■ Work task: Would you print out every entry exactly as given?

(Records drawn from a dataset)
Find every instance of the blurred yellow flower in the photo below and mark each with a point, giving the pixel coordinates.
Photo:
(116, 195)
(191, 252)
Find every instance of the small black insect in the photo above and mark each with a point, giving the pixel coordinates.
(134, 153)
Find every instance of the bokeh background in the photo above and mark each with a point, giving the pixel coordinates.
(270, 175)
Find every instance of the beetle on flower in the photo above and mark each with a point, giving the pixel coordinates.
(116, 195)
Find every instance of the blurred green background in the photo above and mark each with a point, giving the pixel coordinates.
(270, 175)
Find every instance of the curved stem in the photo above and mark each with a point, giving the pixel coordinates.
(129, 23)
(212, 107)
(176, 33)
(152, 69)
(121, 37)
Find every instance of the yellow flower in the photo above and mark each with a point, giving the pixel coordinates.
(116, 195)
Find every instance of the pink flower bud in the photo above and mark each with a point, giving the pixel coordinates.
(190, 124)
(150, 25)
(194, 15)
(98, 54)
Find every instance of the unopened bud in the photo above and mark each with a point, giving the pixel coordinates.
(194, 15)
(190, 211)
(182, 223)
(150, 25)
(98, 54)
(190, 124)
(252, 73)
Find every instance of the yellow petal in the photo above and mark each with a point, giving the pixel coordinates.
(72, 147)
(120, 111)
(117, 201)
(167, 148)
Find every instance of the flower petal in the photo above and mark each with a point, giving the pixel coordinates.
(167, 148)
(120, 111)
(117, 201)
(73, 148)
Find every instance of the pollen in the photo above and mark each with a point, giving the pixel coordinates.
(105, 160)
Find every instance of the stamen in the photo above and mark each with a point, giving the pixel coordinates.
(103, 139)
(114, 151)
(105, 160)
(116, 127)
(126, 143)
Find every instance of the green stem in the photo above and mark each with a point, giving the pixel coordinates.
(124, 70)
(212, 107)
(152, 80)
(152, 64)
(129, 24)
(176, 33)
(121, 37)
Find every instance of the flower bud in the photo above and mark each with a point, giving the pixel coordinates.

■ Written answer:
Find every instance of the blurred yellow flower in the photo below and mark each with a point, giving the pixel coordinates.
Photo:
(116, 195)
(191, 252)
Find every instance of the small black insect in the photo above and mark each with a point, giving the pixel coordinates.
(134, 153)
Find every instance of the bokeh background in the photo above and mark each with a point, giving the pixel coordinates.
(270, 175)
Find every instance of the beetle on flower in the photo above and mark each with a point, giving the pixel coordinates.
(116, 195)
Find every instance of the blurred green background in the photo above and mark each with a point, giving the pixel coordinates.
(270, 175)
Find every instance of the curved stem in the photo above and mark each with a point, giving the pixel coordinates.
(129, 23)
(212, 107)
(176, 33)
(152, 69)
(121, 37)
Find every instance of the yellow flower in the photo above and mark each with a point, giving the pixel coordinates.
(116, 195)
Find every instance of the pink flower bud in the photo above and mark each with a point, giving the pixel coordinates.
(190, 124)
(150, 25)
(194, 15)
(98, 54)
Find every instance of the unopened bud in the photo above and mark each with a point, giving the pixel coordinates.
(194, 15)
(190, 211)
(182, 223)
(150, 25)
(98, 54)
(190, 124)
(252, 73)
Find every instance of the yellow petal in the photo above and mark each with a point, giving the pixel coordinates.
(72, 147)
(120, 111)
(117, 201)
(167, 148)
Find every instance of the flower petal in the photo above and mark each with a point, giving the pixel coordinates.
(167, 148)
(120, 111)
(117, 201)
(73, 148)
Find every instance of the pollen in the photo above and mark each with a point, giving the pixel coordinates.
(105, 160)
Find every instance of the stamen in the photo above and mark each with a point, giving the pixel coordinates.
(103, 139)
(114, 151)
(105, 160)
(116, 127)
(126, 143)
Find every instance of the green stem in the photo above and mark each with a point, giving the pixel coordinates.
(124, 70)
(212, 107)
(152, 80)
(152, 64)
(129, 24)
(176, 33)
(121, 37)
Find every instance of the flower bud in the photo above and mark each with a point, giving the pixel coordinates.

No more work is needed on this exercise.